(Your tasks)
(A) From the story below about the Palmetto Military Academy Hall of Fame ceremony, reproduce the passage that begins at the words "Story by 1st" and stops after "John Thorne, Jr.".
(B) According to the Palmetto Military Academy Hall of Fame story, who is the PMA Association president?

(Excerpt provided)
+ + + + + + +
Story by 1st Lt. Jessica Donnelly
MCCRADY TRAINING CENTER, S.C. – Each year the Palmetto Military Academy (PMA) conducts a Hall of Fame (HoF) induction ceremony recognizing PMA graduates who have distinguished themselves in their military and civilian careers. This year’s ceremony, held Aug. 13 at the McCrady Training Center in Eastover, South Carolina, honored two inductees, to include U.S. Army Capt. John Thorne, Jr.
“There can be no greater honor for a man or woman than to be recognized by their peers for their accomplishments,” said U.S. Army Lt. Col. Kenneth Snow, PMA Association president. “Induction into the PMA Hall of Fame is just that.”
+ + + + + + +
(Material provided)

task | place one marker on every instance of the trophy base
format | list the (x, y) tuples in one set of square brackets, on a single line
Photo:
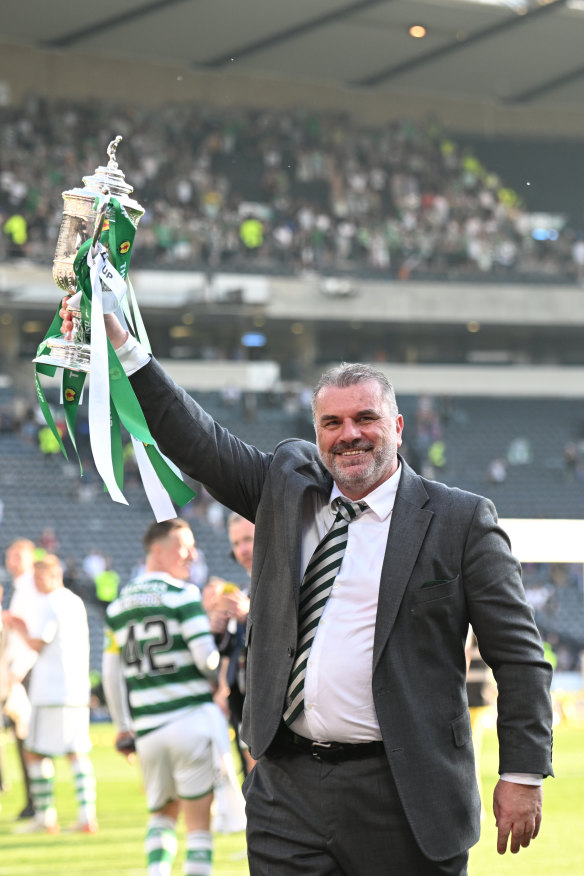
+ + + + + + +
(Solutions in order)
(A)
Story by 1st Lt. Jessica Donnelly
MCCRADY TRAINING CENTER, S.C. – Each year the Palmetto Military Academy (PMA) conducts a Hall of Fame (HoF) induction ceremony recognizing PMA graduates who have distinguished themselves in their military and civilian careers. This year’s ceremony, held Aug. 13 at the McCrady Training Center in Eastover, South Carolina, honored two inductees, to include U.S. Army Capt. John Thorne, Jr.

(B) U.S. Army Lt. Col. Kenneth Snow